Task goal -
Return the whole listing, line for line, without the pictures in it.

Exercise input -
--- Start ---
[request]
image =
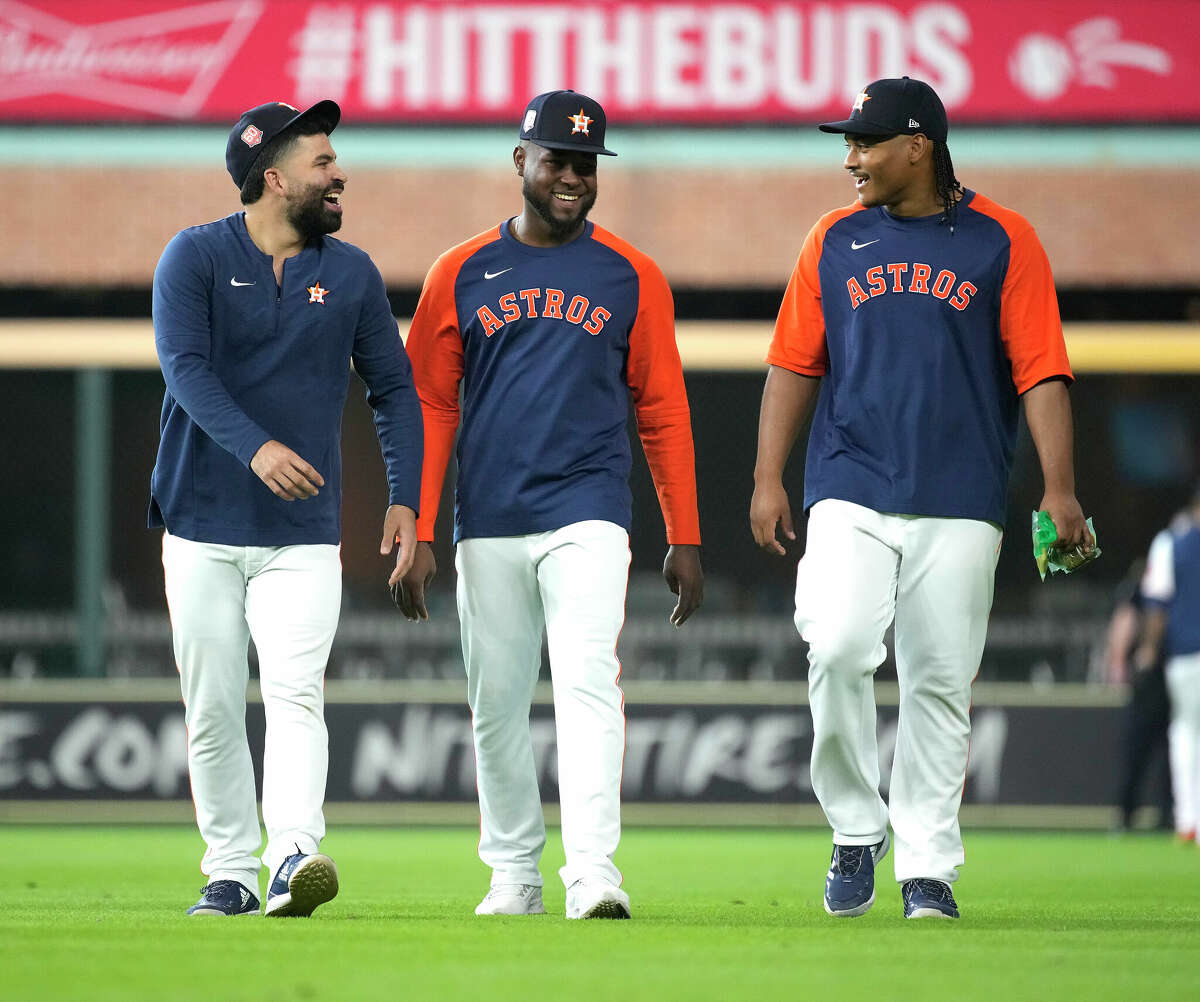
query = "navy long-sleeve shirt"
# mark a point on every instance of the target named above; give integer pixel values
(246, 360)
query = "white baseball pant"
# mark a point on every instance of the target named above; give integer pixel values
(935, 577)
(570, 582)
(1183, 741)
(287, 599)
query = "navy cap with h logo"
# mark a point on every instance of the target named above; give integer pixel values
(895, 107)
(565, 120)
(262, 124)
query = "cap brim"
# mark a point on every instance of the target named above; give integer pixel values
(557, 144)
(857, 127)
(325, 113)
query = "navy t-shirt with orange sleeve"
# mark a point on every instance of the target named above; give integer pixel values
(538, 351)
(924, 339)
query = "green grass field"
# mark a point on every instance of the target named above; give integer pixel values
(97, 913)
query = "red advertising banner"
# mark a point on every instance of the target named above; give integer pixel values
(675, 63)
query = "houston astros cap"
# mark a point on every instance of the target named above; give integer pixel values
(895, 107)
(259, 125)
(565, 120)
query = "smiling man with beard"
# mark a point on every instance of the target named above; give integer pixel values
(257, 319)
(549, 323)
(917, 324)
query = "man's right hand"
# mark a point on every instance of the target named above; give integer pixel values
(408, 593)
(285, 472)
(769, 508)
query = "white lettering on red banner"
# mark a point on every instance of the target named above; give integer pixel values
(701, 63)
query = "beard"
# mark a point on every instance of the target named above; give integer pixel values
(558, 228)
(310, 215)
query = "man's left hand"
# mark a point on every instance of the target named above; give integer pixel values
(685, 579)
(1068, 520)
(400, 529)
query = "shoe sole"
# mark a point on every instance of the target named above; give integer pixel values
(219, 913)
(312, 883)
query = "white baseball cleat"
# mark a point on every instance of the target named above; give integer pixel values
(511, 899)
(593, 898)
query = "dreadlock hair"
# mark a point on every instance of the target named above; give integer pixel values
(948, 186)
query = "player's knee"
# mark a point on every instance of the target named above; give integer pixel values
(844, 647)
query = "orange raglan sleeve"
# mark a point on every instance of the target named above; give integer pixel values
(435, 348)
(798, 342)
(1030, 325)
(654, 373)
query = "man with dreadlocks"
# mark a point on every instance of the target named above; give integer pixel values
(915, 323)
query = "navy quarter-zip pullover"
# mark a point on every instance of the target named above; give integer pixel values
(246, 360)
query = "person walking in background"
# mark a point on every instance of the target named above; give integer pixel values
(549, 323)
(257, 318)
(1147, 713)
(916, 324)
(1171, 587)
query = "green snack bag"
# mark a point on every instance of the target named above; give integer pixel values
(1053, 558)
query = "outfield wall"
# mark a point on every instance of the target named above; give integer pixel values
(401, 753)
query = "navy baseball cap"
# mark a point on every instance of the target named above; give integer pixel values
(895, 107)
(565, 120)
(259, 125)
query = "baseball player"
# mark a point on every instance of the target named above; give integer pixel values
(1171, 588)
(915, 324)
(257, 318)
(549, 323)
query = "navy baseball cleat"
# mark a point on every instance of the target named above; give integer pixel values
(303, 882)
(850, 883)
(225, 898)
(925, 898)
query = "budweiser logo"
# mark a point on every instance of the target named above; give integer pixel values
(165, 63)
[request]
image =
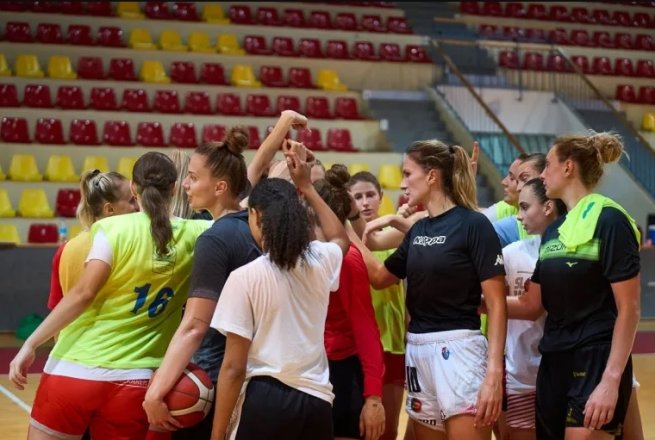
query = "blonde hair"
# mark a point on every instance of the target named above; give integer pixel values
(458, 181)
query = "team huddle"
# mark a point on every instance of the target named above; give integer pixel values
(316, 318)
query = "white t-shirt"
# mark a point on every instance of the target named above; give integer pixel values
(283, 314)
(522, 355)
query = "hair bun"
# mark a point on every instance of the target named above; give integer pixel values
(236, 140)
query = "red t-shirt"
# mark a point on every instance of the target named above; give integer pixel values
(350, 328)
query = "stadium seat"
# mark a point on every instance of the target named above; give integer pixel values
(199, 42)
(256, 45)
(110, 36)
(152, 71)
(285, 102)
(49, 131)
(166, 101)
(135, 100)
(271, 76)
(318, 107)
(59, 168)
(49, 33)
(9, 96)
(229, 104)
(37, 95)
(28, 66)
(14, 130)
(83, 132)
(41, 233)
(171, 41)
(214, 14)
(23, 168)
(117, 133)
(243, 76)
(328, 79)
(150, 134)
(90, 68)
(212, 73)
(213, 133)
(122, 69)
(183, 135)
(197, 103)
(70, 98)
(140, 39)
(229, 45)
(67, 201)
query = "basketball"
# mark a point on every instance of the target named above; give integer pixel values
(191, 398)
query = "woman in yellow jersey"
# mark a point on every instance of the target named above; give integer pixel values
(389, 305)
(117, 321)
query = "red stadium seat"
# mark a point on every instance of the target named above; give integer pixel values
(229, 104)
(198, 103)
(256, 45)
(183, 135)
(150, 134)
(213, 133)
(103, 98)
(318, 107)
(166, 101)
(49, 33)
(212, 73)
(37, 95)
(90, 68)
(79, 35)
(83, 132)
(301, 78)
(49, 131)
(271, 76)
(117, 133)
(135, 100)
(122, 69)
(259, 105)
(183, 72)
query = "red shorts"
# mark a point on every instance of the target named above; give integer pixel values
(394, 369)
(65, 406)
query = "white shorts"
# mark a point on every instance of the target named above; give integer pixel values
(444, 373)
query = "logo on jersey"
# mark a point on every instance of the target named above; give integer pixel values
(429, 241)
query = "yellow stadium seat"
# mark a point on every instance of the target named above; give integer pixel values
(153, 71)
(214, 14)
(243, 76)
(59, 67)
(95, 163)
(140, 39)
(390, 176)
(6, 210)
(28, 66)
(229, 45)
(129, 10)
(4, 67)
(9, 234)
(125, 166)
(23, 168)
(199, 42)
(648, 122)
(33, 203)
(60, 169)
(329, 80)
(171, 41)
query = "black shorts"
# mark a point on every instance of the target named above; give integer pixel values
(348, 386)
(273, 410)
(564, 383)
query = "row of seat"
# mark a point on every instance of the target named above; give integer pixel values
(559, 12)
(151, 134)
(598, 65)
(167, 101)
--- End ---
Problem solution -
[request]
image =
query = "navy long-sleeve shirt"
# mark a point on every instance of the target named above; give integer pixel values
(246, 360)
query = "white baseball pant"
# mark a point on every instance of the target named above; give integer pixel values
(935, 577)
(570, 582)
(1183, 741)
(287, 599)
query = "navy cap with h logo"
# mark a point on every instance of the target named above; give integer pixel values
(895, 107)
(565, 120)
(262, 124)
query = "cap brim"
# mark a point on every instance of the target named above; give integer pixel values
(557, 144)
(857, 127)
(325, 113)
query = "navy t-shirt with orange sleeve"
# mark a point on every instance of the target named above; give integer pixel values
(538, 351)
(924, 339)
query = "green grass field"
# mark a point on every instance of the target named above; give integer pixel values
(97, 913)
query = "red advertising banner"
# mark a point on every instance of the target named above; give integer pixel values
(675, 63)
query = "houston astros cap"
# mark a point on every instance of the target named above; give integer pixel values
(895, 107)
(259, 125)
(565, 120)
query = "smiling man with beard"
# mark a point on every instance of the target named above; give integer pixel values
(257, 319)
(549, 323)
(917, 324)
query = "man's right hand"
# mark a point on every instance of the target named above; give integer pixel values
(408, 593)
(285, 472)
(769, 508)
query = "white lettering on red banner"
# mark a point on every instance of the target named above; give integer pixel values
(701, 63)
query = "beard"
# mark a point on every instance of the target named above; give integer pixel values
(558, 228)
(310, 215)
query = "man's left hand"
# mark a point on every instance of the target named above; give integer pixel values
(685, 579)
(1068, 520)
(400, 529)
query = "shoe sole"
# mark a point on every instance of the target named above; give integer pixel values
(219, 913)
(312, 883)
query = "white baseball cleat"
# mark a point on every instance of the target named above; give integer pixel values
(511, 899)
(593, 898)
query = "dreadlock hair"
# mark a point on every instance of the target named above; give integer pixel values
(948, 186)
query = "player's knee"
# mark a point on every instance of the target named above; give integer pixel values
(844, 647)
query = "orange raglan sleeve"
# mark a point on every instance of the target named above; give integer pixel values
(435, 348)
(798, 342)
(1030, 325)
(654, 373)
query = "man with dreadlocks"
# mark a point on every instance of the target named above; give integer pixel values
(915, 323)
query = "navy quarter-zip pullover"
# mark a point on every instance of the target named above; give integer pixel values
(246, 360)
query = "person walking in background"
# mark a point on every instance of the target named above; give integer pixel values
(549, 323)
(257, 318)
(1147, 713)
(916, 324)
(1171, 587)
query = "green snack bag"
# mark a point on every instance of the target named above; give integer pixel values
(1053, 558)
query = "outfield wall"
# mark a point on every instance of the target named above; give integer pixel values
(401, 753)
query = "navy baseball cap"
# mark a point on every instance of the target named above; give integer pixel values
(895, 107)
(565, 120)
(259, 125)
query = "baseball player"
# mark a point on every instance of the target named above; give integer pixel values
(1171, 588)
(915, 324)
(257, 318)
(549, 323)
query = "navy baseball cleat"
# mark a point on every instance of the target named above; give integer pixel values
(303, 882)
(850, 883)
(225, 898)
(925, 898)
query = "budweiser logo"
# mark a point on every instance of the target named above; give integer pixel values
(165, 63)
[request]
image =
query = "blonde hair"
# mark a point on every instance of the target named above; give integer pixel values
(458, 181)
query = "team huddle"
# mark a point on every instance of the target named above; give integer pixel values
(316, 318)
query = "white t-shirt"
# mark a point on every instance of the target named above; give integer pixel values
(283, 314)
(522, 355)
query = "hair bun"
# mark a point on every instance of the target named above; give integer pixel values
(236, 140)
query = "red t-shirt"
# mark a point on every instance of the target named above; give integer pixel values
(350, 328)
query = "stadium seat"
# mark a point on every instance of the target named above; give integer pixel values
(199, 42)
(256, 45)
(110, 36)
(152, 71)
(285, 102)
(49, 131)
(166, 101)
(135, 100)
(271, 76)
(318, 107)
(59, 168)
(49, 33)
(9, 96)
(229, 104)
(37, 95)
(28, 66)
(14, 130)
(83, 132)
(41, 233)
(171, 41)
(214, 14)
(23, 168)
(117, 133)
(243, 76)
(328, 79)
(150, 134)
(90, 68)
(212, 73)
(213, 133)
(122, 69)
(183, 135)
(197, 103)
(70, 98)
(140, 39)
(229, 45)
(67, 201)
query = "basketball"
# mark a point on every instance of the target named above; give integer pixel values
(191, 398)
query = "woman in yellow jersey"
# mark a point on every instance of the target named above; give integer pixel values
(389, 305)
(117, 321)
query = "red stadium seat"
# mark a point on every instance of the target named above; give integer pixel values
(229, 104)
(198, 103)
(256, 45)
(183, 135)
(150, 134)
(213, 133)
(103, 98)
(318, 107)
(166, 101)
(49, 33)
(212, 73)
(37, 95)
(90, 68)
(79, 35)
(83, 132)
(301, 78)
(49, 131)
(271, 76)
(117, 133)
(135, 100)
(122, 69)
(259, 105)
(183, 72)
query = "red shorts"
# mark a point on every instance of the target named above; give integer pixel values
(394, 369)
(65, 406)
query = "white shorts"
# mark a point on every instance of the target named above; give integer pixel values
(444, 373)
query = "logo on jersey"
# mark a point on every instance of the target named above; give integer pixel values
(429, 241)
query = "yellow stadium seat"
# mark a point on every instance of the target named above; give integer pixel values
(153, 71)
(214, 14)
(243, 76)
(59, 67)
(95, 163)
(140, 39)
(390, 176)
(6, 210)
(28, 66)
(229, 45)
(129, 10)
(4, 67)
(9, 234)
(125, 166)
(23, 168)
(199, 42)
(648, 122)
(33, 203)
(60, 169)
(329, 80)
(171, 41)
query = "black shorts"
# mark a point on every instance of the target named above; give integer pixel values
(348, 386)
(273, 410)
(564, 383)
query = "row of seat"
# mark a point on every instance of the target named above; give integer pixel values
(559, 12)
(151, 134)
(598, 65)
(167, 101)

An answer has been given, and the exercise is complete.